** Opening TEXT EXCERPT block **
You’ve either heard of it, tried it, or know someone who has: gluten-free diets. While it works wonders for those with Celiac disease or gluten sensitivity, people across the country are shunning gluten to reduce inflammation, increase energy, eat healthier, lose weight or avoid carbs. Hence, the number of newly introduced gluten-free products has skyrocketed from about 103 in 2003 to 832 in 2008.
However, I say don’t do it if you don’t have to! Gluten-free diets tend to be higher in fat, and low in fiber and nutrients. Studies have shown that gluten-free diets can be deficient in fiber, iron, folate, niacin (vitamin B3), thiamine (vitamin B1), calcium, vitamin B12, phosphorus and zinc.
Going gluten-free can lead to weight gain as well – especially if you rely on highly-processed gluten-free foods, “which tend to be higher in fat, calories and sugar than their gluten-containing counterparts,” says Rachel Begun, a food industry consultant who has celiac disease. Without gluten-containing ingredients, which have a sticky component, gluten-free products may contain extra oil, butter or eggs to compensate. This creates a very calorie-dense product that may contain unexpected calories. It may also compel you to eat more than usual. After eliminating fiber-rich, gluten-containing products, you’ll feel less satisfied and want to eat larger portions of food – which could lead to weight gain.
However, many people choose to go gluten free anyway – and for understandable reasons. Some graciously do it to support a loved one who has Celiac disease, while others are just plain curious. Here are some tips to make sure you’re staying healthy while going gluten-free.
● See your doctor: If you think you may have gluten sensitivity, you should see your doctor, who should know the right questions to ask to determine if you have it or not. Sometimes, he or she may suggest reducing one’s gluten intake, but not eliminate all sources of grains altogether. He or she can also work with you to create healthy meal plans that fit into a gluten-free diet.
● If your doctor advises a gluten-free diet, look for whole foods that are naturally gluten-free: Beans, seeds, nuts in their natural unprocessed form, fresh eggs, fresh meats, fish and poultry (not breaded, batter coated or marinated), fruits and vegetables, and most dairy products are great choices that don’t have you grabbing for highly-processed products.
● Choose low-fat gluten free products: But watch out for fat-free items, however; that may be worse!
● Don’t avoid your grains: Yes, there are gluten-free grains out there. Almost half of your nutrients should come from complex carbohydrates, like from grains or vegetables. However, instead of depending on wheat, you can have buckwheat, quinoa, millet and some oats.
● Take that multivitamin: Because gluten-free diets are low in a multitude of nutrients, take a multivitamin to make up for what you’re missing.
● Don’t forget the fiber: It helps people feel fuller longer, and since many gluten-free products are low in fiber, they may not feel very satisfying. Hence, try getting your fiber by eating more fruits and vegetables to compensate. Pears, lentils and black beans are my personal favorites. Check out Dr. Andrew Weil’s fiber shopping list.
● Snack wisely: Try eating popcorn or a banana instead of gluten-free fried chips.
** Closing TEXT EXCERPT block **
** Opening GIVEN INFORMATION block **
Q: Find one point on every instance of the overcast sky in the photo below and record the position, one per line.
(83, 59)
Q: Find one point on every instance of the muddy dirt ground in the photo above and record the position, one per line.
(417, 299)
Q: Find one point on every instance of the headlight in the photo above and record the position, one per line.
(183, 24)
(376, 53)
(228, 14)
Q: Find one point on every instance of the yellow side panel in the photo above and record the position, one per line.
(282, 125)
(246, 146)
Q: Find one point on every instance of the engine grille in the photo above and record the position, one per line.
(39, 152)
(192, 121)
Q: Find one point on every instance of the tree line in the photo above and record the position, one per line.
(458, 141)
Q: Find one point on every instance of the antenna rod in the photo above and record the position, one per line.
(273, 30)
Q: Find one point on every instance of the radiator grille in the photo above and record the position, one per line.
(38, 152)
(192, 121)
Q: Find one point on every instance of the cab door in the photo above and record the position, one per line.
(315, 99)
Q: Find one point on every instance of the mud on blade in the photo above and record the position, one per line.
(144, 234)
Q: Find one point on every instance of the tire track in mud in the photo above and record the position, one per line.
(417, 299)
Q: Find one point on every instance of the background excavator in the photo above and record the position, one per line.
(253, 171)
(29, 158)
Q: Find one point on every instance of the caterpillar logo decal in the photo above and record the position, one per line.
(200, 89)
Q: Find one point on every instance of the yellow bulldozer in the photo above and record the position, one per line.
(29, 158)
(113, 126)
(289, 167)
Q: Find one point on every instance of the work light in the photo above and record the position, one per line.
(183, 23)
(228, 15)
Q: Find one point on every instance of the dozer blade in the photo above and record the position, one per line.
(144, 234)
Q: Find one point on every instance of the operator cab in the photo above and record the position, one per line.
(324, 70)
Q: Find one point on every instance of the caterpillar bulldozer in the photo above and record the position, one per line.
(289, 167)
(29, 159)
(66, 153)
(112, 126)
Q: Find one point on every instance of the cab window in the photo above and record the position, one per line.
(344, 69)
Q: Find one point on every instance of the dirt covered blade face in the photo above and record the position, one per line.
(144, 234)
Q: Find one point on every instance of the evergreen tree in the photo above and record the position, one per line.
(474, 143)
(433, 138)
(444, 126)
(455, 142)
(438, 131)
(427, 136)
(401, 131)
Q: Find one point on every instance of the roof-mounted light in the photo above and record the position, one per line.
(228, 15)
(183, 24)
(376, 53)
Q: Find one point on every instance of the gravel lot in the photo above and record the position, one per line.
** Closing GIVEN INFORMATION block **
--- WHAT IS NEEDED ---
Answer these questions from the text on gluten-free diets.
1. How many newly introduced gluten-free products were there in 2008?
2. What grains does the text suggest eating instead of depending on wheat?
3. What does the text suggest eating instead of gluten-free fried chips?
Answer using only the text on gluten-free diets.

--- COMPLETED TASK ---
1. About 832.
2. Buckwheat, quinoa, millet and some oats.
3. Popcorn or a banana.